START
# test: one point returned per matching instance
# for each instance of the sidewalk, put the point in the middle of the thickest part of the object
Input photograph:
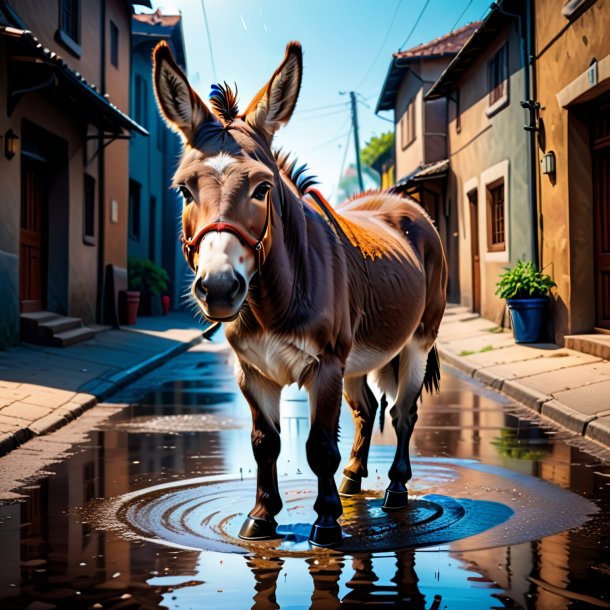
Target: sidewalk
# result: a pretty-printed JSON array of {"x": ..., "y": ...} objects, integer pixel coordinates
[
  {"x": 43, "y": 388},
  {"x": 570, "y": 387}
]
END
What is asked → Copy out the records above line for line, leaving out the pictures.

Reply →
# test: one point returned per matching instance
# for each instance of the sidewalk, put the point in the middle of the thickest part of the object
Input photograph:
Target: sidewalk
# result: a pretty-printed JSON array of {"x": ..., "y": ...} objects, integer pixel coordinates
[
  {"x": 43, "y": 388},
  {"x": 570, "y": 387}
]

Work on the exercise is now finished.